▸ Instructions to follow
Below are records; reproduce exactly the lines from the one that has "positive clicks: (18, 24)" through the one that has "483L568 470L569 465L557", ends included, and nothing more.

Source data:

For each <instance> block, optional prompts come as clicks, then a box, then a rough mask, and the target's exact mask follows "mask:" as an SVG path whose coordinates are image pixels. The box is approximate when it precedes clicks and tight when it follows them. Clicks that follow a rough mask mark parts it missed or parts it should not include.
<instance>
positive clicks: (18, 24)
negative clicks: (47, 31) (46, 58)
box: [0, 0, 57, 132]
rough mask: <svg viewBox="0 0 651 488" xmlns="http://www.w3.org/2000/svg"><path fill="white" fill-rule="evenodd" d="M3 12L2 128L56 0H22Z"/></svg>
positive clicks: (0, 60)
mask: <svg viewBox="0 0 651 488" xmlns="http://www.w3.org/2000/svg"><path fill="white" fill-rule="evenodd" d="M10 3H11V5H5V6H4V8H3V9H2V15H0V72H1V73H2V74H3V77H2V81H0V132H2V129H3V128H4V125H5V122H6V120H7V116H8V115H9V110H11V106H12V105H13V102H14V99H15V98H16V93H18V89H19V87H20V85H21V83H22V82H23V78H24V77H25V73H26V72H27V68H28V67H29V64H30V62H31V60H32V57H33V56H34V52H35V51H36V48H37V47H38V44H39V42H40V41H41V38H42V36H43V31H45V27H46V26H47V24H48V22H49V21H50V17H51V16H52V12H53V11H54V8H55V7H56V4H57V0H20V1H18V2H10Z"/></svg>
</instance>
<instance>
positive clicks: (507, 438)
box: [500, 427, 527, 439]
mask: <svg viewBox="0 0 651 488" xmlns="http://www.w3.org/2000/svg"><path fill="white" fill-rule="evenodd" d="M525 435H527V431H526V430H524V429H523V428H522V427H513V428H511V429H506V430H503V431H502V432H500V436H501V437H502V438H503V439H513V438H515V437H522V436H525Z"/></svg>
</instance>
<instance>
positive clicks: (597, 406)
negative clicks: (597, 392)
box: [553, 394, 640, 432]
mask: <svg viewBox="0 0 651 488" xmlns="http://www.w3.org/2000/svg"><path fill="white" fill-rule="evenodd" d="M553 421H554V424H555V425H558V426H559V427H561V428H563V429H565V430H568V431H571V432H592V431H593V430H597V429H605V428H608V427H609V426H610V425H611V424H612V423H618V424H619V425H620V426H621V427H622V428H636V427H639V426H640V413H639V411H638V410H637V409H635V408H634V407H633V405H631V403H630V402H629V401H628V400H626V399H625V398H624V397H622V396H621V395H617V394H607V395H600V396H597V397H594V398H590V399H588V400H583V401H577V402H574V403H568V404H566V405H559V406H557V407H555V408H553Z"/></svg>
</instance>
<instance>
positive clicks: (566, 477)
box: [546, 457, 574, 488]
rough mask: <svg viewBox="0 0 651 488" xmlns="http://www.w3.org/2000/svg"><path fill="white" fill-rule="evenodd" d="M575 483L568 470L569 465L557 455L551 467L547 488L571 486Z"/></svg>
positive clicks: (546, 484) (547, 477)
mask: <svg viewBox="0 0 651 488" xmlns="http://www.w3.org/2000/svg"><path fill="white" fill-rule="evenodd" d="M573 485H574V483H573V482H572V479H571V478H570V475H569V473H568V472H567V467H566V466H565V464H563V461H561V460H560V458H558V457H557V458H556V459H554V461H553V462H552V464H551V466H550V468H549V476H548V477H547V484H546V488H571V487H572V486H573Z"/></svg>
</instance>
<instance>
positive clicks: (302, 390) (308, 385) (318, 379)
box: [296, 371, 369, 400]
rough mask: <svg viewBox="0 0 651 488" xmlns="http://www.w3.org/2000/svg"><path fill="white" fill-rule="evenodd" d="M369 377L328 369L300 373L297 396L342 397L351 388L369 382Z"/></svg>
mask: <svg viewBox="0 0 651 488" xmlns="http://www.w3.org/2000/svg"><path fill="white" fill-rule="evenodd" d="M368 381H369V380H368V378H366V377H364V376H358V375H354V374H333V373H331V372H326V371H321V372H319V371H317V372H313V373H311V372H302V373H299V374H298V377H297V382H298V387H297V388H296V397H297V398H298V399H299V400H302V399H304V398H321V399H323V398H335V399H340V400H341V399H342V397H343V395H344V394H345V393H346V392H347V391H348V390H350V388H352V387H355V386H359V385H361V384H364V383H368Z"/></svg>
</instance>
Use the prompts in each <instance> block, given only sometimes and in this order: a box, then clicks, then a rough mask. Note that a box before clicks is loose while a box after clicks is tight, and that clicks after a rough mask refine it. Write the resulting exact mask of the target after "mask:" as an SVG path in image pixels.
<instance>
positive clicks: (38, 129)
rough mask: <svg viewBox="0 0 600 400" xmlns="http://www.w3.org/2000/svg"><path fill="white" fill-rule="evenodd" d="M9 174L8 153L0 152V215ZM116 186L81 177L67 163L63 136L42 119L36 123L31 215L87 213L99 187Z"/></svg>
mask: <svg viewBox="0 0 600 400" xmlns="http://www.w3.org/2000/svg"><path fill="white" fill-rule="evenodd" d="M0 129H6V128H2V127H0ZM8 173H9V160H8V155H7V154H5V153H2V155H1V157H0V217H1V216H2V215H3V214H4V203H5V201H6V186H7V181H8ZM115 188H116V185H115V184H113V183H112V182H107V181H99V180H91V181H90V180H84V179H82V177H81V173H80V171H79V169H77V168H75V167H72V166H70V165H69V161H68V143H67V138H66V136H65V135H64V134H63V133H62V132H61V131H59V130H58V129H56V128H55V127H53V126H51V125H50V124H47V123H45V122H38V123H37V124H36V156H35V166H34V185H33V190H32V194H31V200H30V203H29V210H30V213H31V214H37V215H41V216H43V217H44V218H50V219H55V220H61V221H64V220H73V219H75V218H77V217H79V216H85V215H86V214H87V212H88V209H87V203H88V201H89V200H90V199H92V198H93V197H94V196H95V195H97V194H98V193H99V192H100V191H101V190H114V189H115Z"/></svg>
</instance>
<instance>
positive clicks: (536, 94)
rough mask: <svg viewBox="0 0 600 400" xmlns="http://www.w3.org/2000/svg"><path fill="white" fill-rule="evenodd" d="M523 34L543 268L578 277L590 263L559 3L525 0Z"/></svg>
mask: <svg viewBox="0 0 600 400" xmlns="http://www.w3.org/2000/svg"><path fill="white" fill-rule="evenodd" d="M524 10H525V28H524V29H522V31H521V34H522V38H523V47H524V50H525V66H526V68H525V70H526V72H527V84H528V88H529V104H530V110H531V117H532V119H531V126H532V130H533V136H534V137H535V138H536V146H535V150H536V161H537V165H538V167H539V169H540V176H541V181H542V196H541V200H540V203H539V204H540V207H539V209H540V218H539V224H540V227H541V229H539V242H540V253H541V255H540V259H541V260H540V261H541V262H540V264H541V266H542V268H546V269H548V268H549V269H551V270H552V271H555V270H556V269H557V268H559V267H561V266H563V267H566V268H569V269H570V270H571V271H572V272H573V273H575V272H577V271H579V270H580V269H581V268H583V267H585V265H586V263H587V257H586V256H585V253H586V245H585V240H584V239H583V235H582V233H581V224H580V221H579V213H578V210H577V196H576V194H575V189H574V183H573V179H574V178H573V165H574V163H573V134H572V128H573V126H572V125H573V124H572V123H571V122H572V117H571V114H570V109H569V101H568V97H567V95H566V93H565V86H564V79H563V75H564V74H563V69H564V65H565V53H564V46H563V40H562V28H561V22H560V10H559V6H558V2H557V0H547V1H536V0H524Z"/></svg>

▸ Answer to this task
positive clicks: (18, 24)
negative clicks: (47, 31) (46, 58)
box: [0, 0, 57, 132]
rough mask: <svg viewBox="0 0 651 488" xmlns="http://www.w3.org/2000/svg"><path fill="white" fill-rule="evenodd" d="M3 12L2 128L56 0H22Z"/></svg>
positive clicks: (0, 60)
mask: <svg viewBox="0 0 651 488" xmlns="http://www.w3.org/2000/svg"><path fill="white" fill-rule="evenodd" d="M10 3H11V5H5V6H4V8H3V9H2V15H0V72H1V73H2V74H3V77H2V81H0V132H2V129H3V128H4V125H5V122H6V120H7V116H8V115H9V110H11V106H12V105H13V102H14V99H15V98H16V93H18V89H19V87H20V85H21V83H22V82H23V78H24V77H25V73H26V72H27V68H28V67H29V64H30V62H31V60H32V57H33V56H34V52H35V51H36V48H37V47H38V44H39V42H40V41H41V38H42V36H43V31H45V27H46V26H47V24H48V22H49V21H50V17H51V16H52V12H53V11H54V8H55V7H56V4H57V0H20V1H18V2H10Z"/></svg>
</instance>
<instance>
positive clicks: (507, 438)
box: [500, 427, 527, 439]
mask: <svg viewBox="0 0 651 488" xmlns="http://www.w3.org/2000/svg"><path fill="white" fill-rule="evenodd" d="M525 435H527V431H526V430H524V429H523V428H522V427H513V428H511V429H506V430H503V431H502V432H500V436H501V437H502V438H503V439H513V438H515V437H522V436H525Z"/></svg>
</instance>
<instance>
positive clicks: (597, 406)
negative clicks: (597, 392)
box: [553, 394, 640, 432]
mask: <svg viewBox="0 0 651 488" xmlns="http://www.w3.org/2000/svg"><path fill="white" fill-rule="evenodd" d="M553 421H554V424H555V425H558V426H559V427H561V428H563V429H565V430H568V431H571V432H592V431H593V430H597V429H605V428H608V427H609V426H610V425H611V424H612V423H618V424H619V425H620V426H621V427H622V428H636V427H639V426H640V413H639V411H638V410H637V409H635V408H634V407H633V405H631V403H630V402H629V401H628V400H626V399H625V398H624V397H622V396H621V395H617V394H607V395H600V396H597V397H594V398H590V399H588V400H583V401H577V402H574V403H568V404H566V405H559V406H557V407H555V408H553Z"/></svg>
</instance>
<instance>
positive clicks: (566, 477)
box: [546, 457, 574, 488]
rough mask: <svg viewBox="0 0 651 488" xmlns="http://www.w3.org/2000/svg"><path fill="white" fill-rule="evenodd" d="M575 483L568 470L569 465L557 455L551 467L547 488L571 486Z"/></svg>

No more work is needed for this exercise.